(Records drawn from a data source)
------------------------------------

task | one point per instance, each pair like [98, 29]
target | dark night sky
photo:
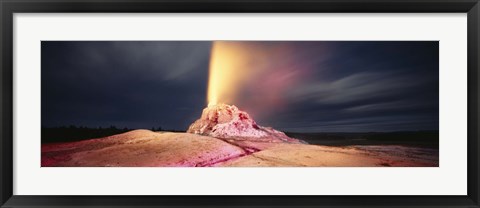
[350, 86]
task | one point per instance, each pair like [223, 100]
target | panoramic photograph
[240, 104]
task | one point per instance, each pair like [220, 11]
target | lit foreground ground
[145, 148]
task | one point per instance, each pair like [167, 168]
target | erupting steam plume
[230, 70]
[227, 71]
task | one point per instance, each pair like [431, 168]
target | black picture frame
[9, 7]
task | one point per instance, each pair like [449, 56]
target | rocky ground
[225, 136]
[145, 148]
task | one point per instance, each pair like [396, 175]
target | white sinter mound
[227, 121]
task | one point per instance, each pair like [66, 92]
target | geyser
[227, 121]
[227, 71]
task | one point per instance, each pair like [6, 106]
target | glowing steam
[254, 75]
[227, 71]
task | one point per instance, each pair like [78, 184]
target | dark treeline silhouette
[74, 133]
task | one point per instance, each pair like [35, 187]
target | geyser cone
[227, 121]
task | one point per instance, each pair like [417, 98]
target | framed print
[239, 103]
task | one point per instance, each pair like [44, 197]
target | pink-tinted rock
[227, 121]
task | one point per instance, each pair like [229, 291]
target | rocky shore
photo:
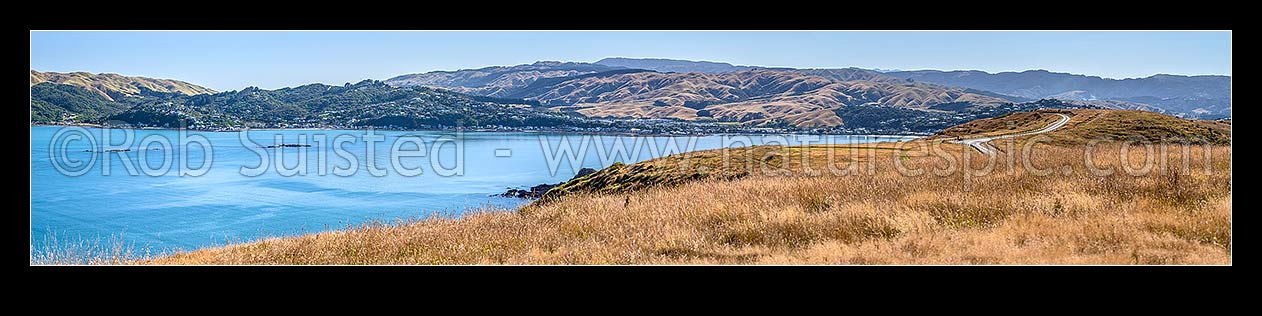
[538, 191]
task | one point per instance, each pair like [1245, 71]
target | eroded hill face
[112, 86]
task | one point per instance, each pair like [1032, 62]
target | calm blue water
[169, 211]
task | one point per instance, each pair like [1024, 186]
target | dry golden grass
[1171, 215]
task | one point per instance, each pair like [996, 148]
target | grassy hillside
[823, 205]
[756, 97]
[1000, 125]
[1138, 125]
[112, 85]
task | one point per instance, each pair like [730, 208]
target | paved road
[979, 143]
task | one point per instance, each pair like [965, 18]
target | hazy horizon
[229, 61]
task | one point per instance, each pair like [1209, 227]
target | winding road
[979, 143]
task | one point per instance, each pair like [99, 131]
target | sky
[270, 60]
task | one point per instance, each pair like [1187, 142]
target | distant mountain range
[114, 86]
[1191, 96]
[367, 104]
[573, 94]
[754, 96]
[1208, 96]
[497, 80]
[661, 65]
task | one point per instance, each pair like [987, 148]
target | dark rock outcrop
[538, 191]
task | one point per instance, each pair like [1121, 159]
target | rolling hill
[365, 104]
[1197, 96]
[663, 65]
[114, 86]
[762, 205]
[760, 97]
[497, 80]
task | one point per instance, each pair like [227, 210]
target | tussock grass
[1173, 215]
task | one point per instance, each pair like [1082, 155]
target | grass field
[833, 205]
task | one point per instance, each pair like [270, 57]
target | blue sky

------------------------------------

### EXERCISE
Write out every line of the records above word for word, leaving out the pictures.

### EXERCISE RESPONSE
task | one point per instance, each pair like [98, 29]
target | dark night sky
photo:
[350, 86]
task | one point per instance, each pair like [223, 100]
target | panoramic photograph
[240, 104]
task | one point per instance, each pair like [220, 11]
target | lit foreground ground
[145, 148]
task | one point per instance, each pair like [167, 168]
target | erupting steam plume
[230, 70]
[227, 71]
task | one point per instance, each pair like [431, 168]
target | black picture frame
[9, 7]
task | one point per instance, each pair like [449, 56]
target | rocky ground
[225, 136]
[145, 148]
task | one point per instance, each pair like [396, 175]
target | white sinter mound
[227, 121]
task | one point per instance, each pair like [66, 92]
target | geyser
[227, 121]
[227, 71]
task | one point per instance, each pair like [6, 106]
target | glowing steam
[254, 75]
[227, 71]
task | one point per instance, each pair like [78, 184]
target | dark treeline silhouette
[74, 133]
task | one point per instance, each pair like [35, 187]
target | geyser cone
[227, 121]
task | one point per instance, each pair like [417, 98]
target | framed print
[239, 103]
task | one point per instance, each pair like [44, 197]
target | pink-tinted rock
[227, 121]
task | one point per instance, each pair like [229, 291]
target | rocky shore
photo:
[538, 191]
task | one point per instance, each pair like [1245, 71]
target | eroded hill face
[112, 86]
task | one point per instance, each pair like [1032, 62]
target | calm blue water
[169, 211]
task | one point per instance, each pair like [1024, 186]
target | dry golden grass
[1171, 215]
task | one point per instance, each pair like [996, 148]
target | grassy hillside
[823, 205]
[756, 97]
[1000, 125]
[1138, 125]
[112, 85]
task | one point per instance, each pair like [730, 208]
target | paved road
[979, 143]
task | one point per instance, each pair like [965, 18]
target | hazy horizon
[229, 61]
task | one point per instance, each pair like [1209, 227]
target | winding road
[979, 143]
task | one point per instance, each pair like [99, 131]
target | sky
[270, 60]
task | one point per instance, each pair like [1187, 142]
target | distant mountain range
[114, 86]
[1191, 96]
[367, 104]
[573, 94]
[754, 96]
[1208, 96]
[497, 80]
[661, 65]
task | one point per instance, each pair like [987, 148]
target | dark rock outcrop
[538, 191]
task | one point per instance, each pair like [1121, 159]
target | rolling hill
[365, 104]
[1197, 96]
[663, 65]
[114, 86]
[762, 205]
[760, 97]
[497, 80]
task | one point per instance, each pair like [227, 210]
target | tussock grass
[1173, 215]
task | one point per instance, each pair like [1082, 155]
target | grass field
[833, 205]
task | one point per instance, each pair like [270, 57]
target | blue sky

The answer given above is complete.